Problem
Return the lines of the records below without any change, starting at the line that contains "For every instance of the green shrub" and ending at the last line of the records. Leave the pictures out of your answer.

Items from a data source
>> Begin
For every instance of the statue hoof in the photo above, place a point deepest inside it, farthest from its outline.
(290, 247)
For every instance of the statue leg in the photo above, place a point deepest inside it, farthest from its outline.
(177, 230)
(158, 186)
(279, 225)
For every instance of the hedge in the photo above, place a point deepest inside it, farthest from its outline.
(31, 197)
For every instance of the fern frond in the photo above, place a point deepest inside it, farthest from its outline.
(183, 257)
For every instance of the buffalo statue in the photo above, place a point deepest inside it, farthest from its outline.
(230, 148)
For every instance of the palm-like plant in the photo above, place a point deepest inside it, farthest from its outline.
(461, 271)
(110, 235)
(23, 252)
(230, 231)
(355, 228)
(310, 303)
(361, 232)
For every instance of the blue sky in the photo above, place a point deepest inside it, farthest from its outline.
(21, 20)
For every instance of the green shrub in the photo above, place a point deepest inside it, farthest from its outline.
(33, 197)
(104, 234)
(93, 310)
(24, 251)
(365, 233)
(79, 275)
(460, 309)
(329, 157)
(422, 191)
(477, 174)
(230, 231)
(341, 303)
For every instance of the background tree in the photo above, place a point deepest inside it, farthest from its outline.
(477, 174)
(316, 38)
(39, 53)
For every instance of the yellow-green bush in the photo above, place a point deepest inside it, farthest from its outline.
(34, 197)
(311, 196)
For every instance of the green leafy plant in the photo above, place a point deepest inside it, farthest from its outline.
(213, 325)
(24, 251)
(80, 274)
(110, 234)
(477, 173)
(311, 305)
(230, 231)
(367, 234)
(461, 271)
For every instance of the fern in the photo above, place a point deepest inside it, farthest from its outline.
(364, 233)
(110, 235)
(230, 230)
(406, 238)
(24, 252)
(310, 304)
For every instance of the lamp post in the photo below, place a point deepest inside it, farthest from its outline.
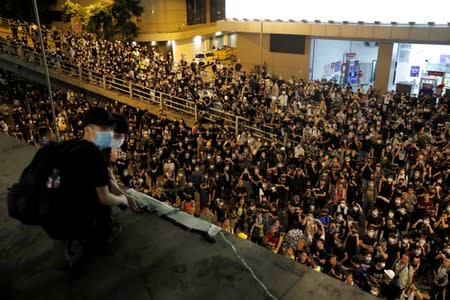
>> End
The reply
For every instance of the green shrub in the photo above, place a point deepest inside it, farthest from its outline.
(33, 197)
(104, 234)
(93, 310)
(24, 251)
(365, 233)
(79, 275)
(460, 309)
(329, 157)
(422, 191)
(477, 174)
(230, 231)
(341, 303)
For every instance of the background tree in the photo above, place a point deepest inside it, farthest from its outline.
(477, 174)
(316, 38)
(39, 53)
For every instance of the yellow-green bush in the photo above, place a point deepest inside it, farthest from its outline.
(34, 197)
(311, 196)
For every instance of the green leafy plant in the photo above, place a point deepest inside it, farthest from its outline.
(213, 325)
(24, 251)
(80, 274)
(110, 234)
(477, 173)
(311, 305)
(230, 231)
(367, 234)
(461, 271)
For every instance of the fern in the photo above, place a point deepest inside it, farthest from its outline.
(364, 233)
(110, 235)
(230, 230)
(406, 238)
(24, 252)
(310, 304)
For every instance of the lamp post in the photo below, place a point deepest inside it, farthest from its outline.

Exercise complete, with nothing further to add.